Work task:
Write the next part of the study on the Ebola outbreak in Kailahun district, starting right after its last sentence.
━━ Source document
On 8 August 2014 WHO declared the West African Ebola epidemic in Guinea [9], Liberia, Nigeria, Senegal and Sierra Leone a ‘public health emergency of international concern’ – this being the largest outbreak in history [10, 11]. Sierra Leone is one of the worst-affected countries with a doubling of cases every 30 days as of September 2014.

Although WHO has analysed the epidemiologic characteristics of the outbreak using multicountry data from West Africa, [11] no analysis has focused on a rural district setting. Knowledge of the epidemiologic characteristics of the outbreak in hard-to-reach rural areas with considerable logistic and resource challenges is vital to identify gaps in control efforts and inform an effective response. Since June 2014, Médecins Sans Frontières has managed the Ebola management centre in the rural district of Kailahun in Sierra Leone. During the first 4 months (June to October 2014) of the outbreak, we assessed trends in admissions of Ebola cases to the Ebola management centre in terms of geographic mapping, patient and hospitalisation characteristics, treatment outcomes and community infectivity time.

Methods

This observational study in November 2014 included all patients who were enrolled consecutively at arrival at the Ebola management centre between 23rd June and 5th October 2014. Follow-up was censured on 10th November 2014.

Study setting and site

Sierra Leone has an estimated population of six million and despite decades of mining of diamonds, titanium, bauxite and gold, 70% of its people live in poverty [12]. The 1991–2002 civil war devastated the country and its health system; Sierra Leone ranks 5th highest for maternal mortality and 11th for infant mortality worldwide [12]. Even before the Ebola outbreak, which resulted in the deaths of many health workers, there were only 0.2 doctors and 1.7 nurses per 10 000 population, mostly located in urban areas [12]. The study site was the only Ebola management centre in Kailahun town in rural Kailahun district of Sierra Leone, which has 400 000 inhabitants and a surface area of 4859 km2. It lies in the north-east of Sierra Leone and is bordered by Liberia to the east and Guinea to the north.

Ebola control at district level

The district health management team of the Ministry of Health and Sanitation is responsible for overall coordination of Ebola control activities and partners. Partners include the International Federation of the Red Cross (involved with safe burials and home disinfection), Save the Children (contact tracing), WHO (safe burials, support to contact tracing, surveillance, logistic support and training), the World Food Programme (providing food for households under quarantine), the National Microbiological Laboratory, Winnipeg, Canada (laboratory diagnosis of Ebola) and MSF (management of the Ebola management centre, health promotion). A national Ebola call centre receives alerts and despatches teams to investigate and implement control activities. This includes investigating alerts of suspect cases and deaths in the community. At the time of this report, only three dedicated ambulances were available in the whole district for patient transfers to the Ebola management centre.

The MSF Ebola Management Centre

Confirmed and suspected Ebola cases from Kailahun and those referred from neighbouring districts were admitted to the Ebola management centre, which progressively increased its bed capacity from 72 to 94 beds. The set-up and functioning of the centre has been previously described [13]. In brief, approximately 25 people per day – doctors, nurses, disinfection teams, cooks, cleaners, health promotion, counselling teams and logisticians – ensure six-hourly shifts. The centre has its independent water supply, 24-h electricity supply and an on-site kitchen.
━━━━
━━ Material shown
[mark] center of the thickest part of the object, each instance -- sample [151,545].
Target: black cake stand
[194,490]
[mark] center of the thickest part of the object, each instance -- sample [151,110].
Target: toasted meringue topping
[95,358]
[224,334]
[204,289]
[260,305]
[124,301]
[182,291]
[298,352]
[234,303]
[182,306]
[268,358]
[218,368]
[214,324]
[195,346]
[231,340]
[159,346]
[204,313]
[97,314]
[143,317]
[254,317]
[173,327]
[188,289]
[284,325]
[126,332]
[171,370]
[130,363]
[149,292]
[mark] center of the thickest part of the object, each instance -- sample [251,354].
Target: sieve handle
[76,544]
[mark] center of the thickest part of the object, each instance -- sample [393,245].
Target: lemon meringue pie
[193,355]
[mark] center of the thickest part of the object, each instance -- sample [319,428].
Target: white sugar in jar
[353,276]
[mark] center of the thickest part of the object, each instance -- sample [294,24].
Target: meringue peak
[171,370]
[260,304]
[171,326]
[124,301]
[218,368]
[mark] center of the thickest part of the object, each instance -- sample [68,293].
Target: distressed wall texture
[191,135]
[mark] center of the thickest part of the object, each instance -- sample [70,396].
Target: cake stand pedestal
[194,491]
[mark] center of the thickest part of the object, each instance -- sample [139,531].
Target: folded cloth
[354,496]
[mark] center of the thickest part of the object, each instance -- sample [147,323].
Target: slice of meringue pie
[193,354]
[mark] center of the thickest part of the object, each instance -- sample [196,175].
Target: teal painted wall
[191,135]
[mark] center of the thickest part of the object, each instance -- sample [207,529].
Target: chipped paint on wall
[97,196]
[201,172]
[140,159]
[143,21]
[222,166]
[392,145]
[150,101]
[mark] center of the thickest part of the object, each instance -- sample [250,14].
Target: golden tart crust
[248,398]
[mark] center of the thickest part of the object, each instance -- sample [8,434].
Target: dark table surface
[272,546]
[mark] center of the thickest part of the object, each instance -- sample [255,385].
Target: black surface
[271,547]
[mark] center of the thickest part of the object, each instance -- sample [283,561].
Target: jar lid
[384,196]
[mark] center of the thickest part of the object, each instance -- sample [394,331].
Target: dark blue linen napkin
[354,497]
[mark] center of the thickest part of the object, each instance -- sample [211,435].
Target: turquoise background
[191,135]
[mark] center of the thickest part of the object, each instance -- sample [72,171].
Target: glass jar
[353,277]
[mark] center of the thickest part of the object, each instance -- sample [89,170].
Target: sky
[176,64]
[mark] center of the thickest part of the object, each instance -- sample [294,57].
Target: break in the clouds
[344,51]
━━━━
Written response:
Patients arrive by ambulances and are assessed in a triage area. Their clinical signs are then recorded, and they are admitted to the suspect or probable area of the centre depending on their case classification [13]. All cases undergo on-site laboratory confirmation by real time polymerase chain reaction (RT-PCR, Public Health Agency, Winnipeg, Canada). Confirmed Ebola cases are then moved to the confirmed area of the centre.

Supportive care is provided until the PCR turns negative. Those with two negative PCR tests for Ebola are discharged to seek care from the general health services. All cases receive a systematic course of antimalarials, a broad-spectrum antibiotic and symptomatic care for fever, diarrhoea and vomiting.

Treatment outcomes were standardised and documented as recovered (showed clinical improvement and was discharged PCR-negative); death after being admitted; abandoned (left without medical consent); transferred (transferred to another facility). A patient admitted as an Ebola suspect but found negative on repeated PCRs was classified as a non-case.

Data collection and statistical analysis

An epidemiologist gathered data from patient files daily and encoded them into a password-protected database used for the analysis. Information on contacts was sourced from the district health office. Treatment outcomes for the period June 23rd to October 5th 2014 were censured on 10th November 2014.

The cumulative incidence of death was estimated and expressed graphically using the Kaplan–Meier method. The number of days from onset of symptoms to admission at the Ebola management centre was considered the community infectivity time. Differences between groups were compared using chi-square and Wilcoxon Rank-sum test. The level of significance was set at  0.05, and 95% confidence intervals (CIs) were used. Data analysis was performed using STATA 11 software (Stata Corporation, College Station, TX, USA).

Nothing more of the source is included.